### Task details
An exact reproduction of all entries is required.

### Input for this task
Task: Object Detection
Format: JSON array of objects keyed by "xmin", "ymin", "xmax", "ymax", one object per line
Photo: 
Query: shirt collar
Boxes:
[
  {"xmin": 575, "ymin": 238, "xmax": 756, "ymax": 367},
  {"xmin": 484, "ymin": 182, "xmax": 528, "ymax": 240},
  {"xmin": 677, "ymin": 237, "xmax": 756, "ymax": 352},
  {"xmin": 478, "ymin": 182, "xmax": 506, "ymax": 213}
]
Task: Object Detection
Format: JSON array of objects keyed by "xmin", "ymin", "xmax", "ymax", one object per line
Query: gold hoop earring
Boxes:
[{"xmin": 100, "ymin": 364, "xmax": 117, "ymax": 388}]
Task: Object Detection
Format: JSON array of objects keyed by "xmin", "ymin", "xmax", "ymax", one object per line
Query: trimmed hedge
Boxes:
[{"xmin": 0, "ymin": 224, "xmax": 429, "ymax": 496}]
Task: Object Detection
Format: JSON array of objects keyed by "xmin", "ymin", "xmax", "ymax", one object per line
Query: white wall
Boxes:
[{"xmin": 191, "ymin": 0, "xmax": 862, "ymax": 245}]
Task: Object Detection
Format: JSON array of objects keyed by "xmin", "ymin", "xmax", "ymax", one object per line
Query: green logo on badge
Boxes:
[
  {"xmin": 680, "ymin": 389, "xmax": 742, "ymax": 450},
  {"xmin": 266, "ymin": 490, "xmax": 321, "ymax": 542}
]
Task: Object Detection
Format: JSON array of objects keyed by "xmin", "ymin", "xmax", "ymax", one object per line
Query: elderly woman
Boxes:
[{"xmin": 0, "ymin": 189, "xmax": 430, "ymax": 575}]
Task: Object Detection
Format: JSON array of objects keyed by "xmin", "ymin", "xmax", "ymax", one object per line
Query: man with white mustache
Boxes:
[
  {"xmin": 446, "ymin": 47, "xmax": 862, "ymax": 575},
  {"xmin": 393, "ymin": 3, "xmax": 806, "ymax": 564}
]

### Result
Task: Object Detection
Format: JSON array of objects keyed by "xmin", "ymin", "xmax", "ymax", one object per line
Photo: 
Query: shirt collar
Boxes:
[
  {"xmin": 575, "ymin": 238, "xmax": 756, "ymax": 367},
  {"xmin": 484, "ymin": 182, "xmax": 528, "ymax": 240},
  {"xmin": 677, "ymin": 237, "xmax": 756, "ymax": 352},
  {"xmin": 478, "ymin": 182, "xmax": 506, "ymax": 213}
]
Task: Object Detection
Format: JSON array of objects keyed by "xmin", "ymin", "xmax", "ymax", one object per line
Query: gold hoop earring
Boxes:
[{"xmin": 100, "ymin": 364, "xmax": 117, "ymax": 388}]
Task: Object Detection
Format: JSON array of objects keyed by "xmin", "ymin", "xmax", "ymax", one object per line
Query: trimmed hedge
Boxes:
[{"xmin": 0, "ymin": 224, "xmax": 429, "ymax": 496}]
Task: Object Detection
Format: JSON array of objects keyed by "xmin", "ymin", "xmax", "ymax", one object per line
Query: white wall
Boxes:
[{"xmin": 191, "ymin": 0, "xmax": 862, "ymax": 245}]
Task: Object Detection
Format: JSON array of objects keyed by "xmin", "ymin", "xmax", "ymax", one object per line
Query: green logo on badge
Boxes:
[
  {"xmin": 680, "ymin": 389, "xmax": 742, "ymax": 450},
  {"xmin": 266, "ymin": 490, "xmax": 321, "ymax": 542}
]
Task: Object Detection
Format: JSON array of objects keyed by "xmin", "ymin", "xmax", "ymax", one object per line
Query: elderly woman
Boxes:
[{"xmin": 0, "ymin": 189, "xmax": 430, "ymax": 575}]
Task: Object Detection
Format: JSON array of objects keyed by "xmin", "ymin", "xmax", "ymax", one object per line
Query: man with white mustache
Boxes:
[
  {"xmin": 446, "ymin": 47, "xmax": 862, "ymax": 575},
  {"xmin": 393, "ymin": 3, "xmax": 806, "ymax": 564}
]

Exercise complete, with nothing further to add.